§ **Given passage**
-- Opening Marker --

However, even using Fulling case language as a standard, plaintiff has failed to establish significant economic injury. True, if rezoned commercially the value of subject property would be $1,500,000 instead of from $200,000 to $225,000 for the raw property. But if that were the sole reason the owner of every plot in a residential zone that could be used or sold for commercial purposes would have the right to have it rezoned to commercial use if it were shown that this gave the property owner a much greater economic gain. The ultimate effect would be that Nassau County would completely lose its residential character and would have commercial buildings and plants in every conceivable area. Plaintiff must also show that she has been deprived of reasonable use of her property. She has not done so, as will be demonstrated.

On the other hand, the village has demonstrated a legitimate purpose in retaining its "B" residential zoning. We are not dealing with a mere area requirement, nor with a plot surrounded by many other nonconforming plots as in the Fulling case, nor with a plot in an ocean of business activity and surrounded by business zoning as in the Stevens case. The village has had a reasonable longstanding comprehensive plan with a basic policy to establish and maintain its character as a village of residences. The preservation of that comprehensive plan is a legitimate purpose.

-- Closing Marker --

§ **Exercise objective**
Extend the court's zoning passage past its last sentence, keeping its voice and line of argument.

§ **Recorded information**
-- Opening Marker --

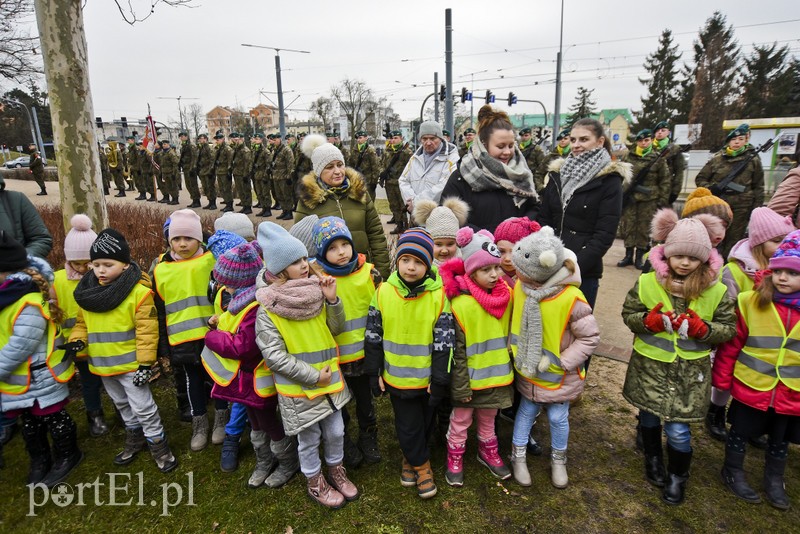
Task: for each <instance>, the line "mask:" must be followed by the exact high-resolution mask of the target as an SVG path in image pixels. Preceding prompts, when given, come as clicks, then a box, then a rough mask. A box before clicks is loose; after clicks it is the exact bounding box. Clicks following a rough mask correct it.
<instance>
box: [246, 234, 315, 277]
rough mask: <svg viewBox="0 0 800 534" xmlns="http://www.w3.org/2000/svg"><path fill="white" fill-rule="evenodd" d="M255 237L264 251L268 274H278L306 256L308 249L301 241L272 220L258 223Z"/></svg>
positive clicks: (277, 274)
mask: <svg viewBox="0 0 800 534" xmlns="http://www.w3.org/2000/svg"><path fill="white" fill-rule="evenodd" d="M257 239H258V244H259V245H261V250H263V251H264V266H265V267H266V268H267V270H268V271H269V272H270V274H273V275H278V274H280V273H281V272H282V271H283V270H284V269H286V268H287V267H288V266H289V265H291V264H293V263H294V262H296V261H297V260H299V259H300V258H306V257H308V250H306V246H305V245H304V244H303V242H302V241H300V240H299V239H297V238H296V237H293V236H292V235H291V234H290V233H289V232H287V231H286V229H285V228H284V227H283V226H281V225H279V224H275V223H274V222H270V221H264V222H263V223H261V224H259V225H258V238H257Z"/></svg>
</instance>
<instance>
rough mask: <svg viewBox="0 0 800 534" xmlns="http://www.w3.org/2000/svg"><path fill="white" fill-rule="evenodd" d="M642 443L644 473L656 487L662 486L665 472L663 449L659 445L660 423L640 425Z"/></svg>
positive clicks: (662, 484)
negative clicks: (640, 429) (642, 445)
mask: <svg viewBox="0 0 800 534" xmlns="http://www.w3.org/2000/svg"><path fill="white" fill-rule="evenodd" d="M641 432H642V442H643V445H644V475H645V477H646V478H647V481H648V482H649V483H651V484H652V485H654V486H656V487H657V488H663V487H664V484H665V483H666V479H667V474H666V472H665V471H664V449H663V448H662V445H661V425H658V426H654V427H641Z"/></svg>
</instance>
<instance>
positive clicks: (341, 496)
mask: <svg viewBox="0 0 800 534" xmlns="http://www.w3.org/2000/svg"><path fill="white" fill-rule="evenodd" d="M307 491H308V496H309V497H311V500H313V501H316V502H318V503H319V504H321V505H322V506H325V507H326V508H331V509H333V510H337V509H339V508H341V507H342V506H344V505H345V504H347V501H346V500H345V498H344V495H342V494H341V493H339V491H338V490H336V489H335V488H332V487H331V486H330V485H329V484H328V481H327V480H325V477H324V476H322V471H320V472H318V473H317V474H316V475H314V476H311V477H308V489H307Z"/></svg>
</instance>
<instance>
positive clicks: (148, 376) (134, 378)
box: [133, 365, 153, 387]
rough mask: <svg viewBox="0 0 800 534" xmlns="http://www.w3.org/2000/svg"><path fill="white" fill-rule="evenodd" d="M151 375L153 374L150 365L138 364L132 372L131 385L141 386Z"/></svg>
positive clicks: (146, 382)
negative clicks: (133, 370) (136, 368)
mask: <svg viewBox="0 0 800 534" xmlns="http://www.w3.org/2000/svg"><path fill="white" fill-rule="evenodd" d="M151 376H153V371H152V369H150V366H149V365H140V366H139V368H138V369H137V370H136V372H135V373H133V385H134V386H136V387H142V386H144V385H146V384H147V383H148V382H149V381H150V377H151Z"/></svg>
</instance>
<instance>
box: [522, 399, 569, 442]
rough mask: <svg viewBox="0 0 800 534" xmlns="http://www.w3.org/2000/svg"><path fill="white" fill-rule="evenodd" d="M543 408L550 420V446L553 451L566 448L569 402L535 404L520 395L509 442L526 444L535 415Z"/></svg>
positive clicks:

-- Closing Marker --

§ **Answer to the problem**
Plaintiff has failed to show that she is deprived of reasonable uses of her property. To state it another way, she has not shown that her premises are unsuitable for the purposes in which it is zoned. I am convinced after hearing witnesses on both sides -- some of whom impressed me with their knowledge, integrity and candor, and some of whom did not -- that the property as presently zoned is worth between $200,000 and $225,000 as raw property and that 11 salable residential plots can be developed on the property.

More specifically, the testimonies of two plaintiff's experts were worthless. To believe them one must stretch the imagination. At first, one said that as presently zoned the subject property was worth nothing. He even offered a beautiful chart to demonstrate the worthlessness of the property. Later he reluctantly said the property could be worth up to $1,000 per acre. The other expert said the property had a nominal value of no more than $1,000 per acre. There is one answer to such testimony: Ridiculous! Some witnesses for the defendants, not all, were impressive. One well-qualified expert showed how the diminishing number of residential plots in Nassau County, coupled with the increasing demand for one family homes, made the subject property, especially in a prestigious area such as this, highly desirable for residential purposes. The plot, he said, as presently zoned was worth $225,000 in the raw.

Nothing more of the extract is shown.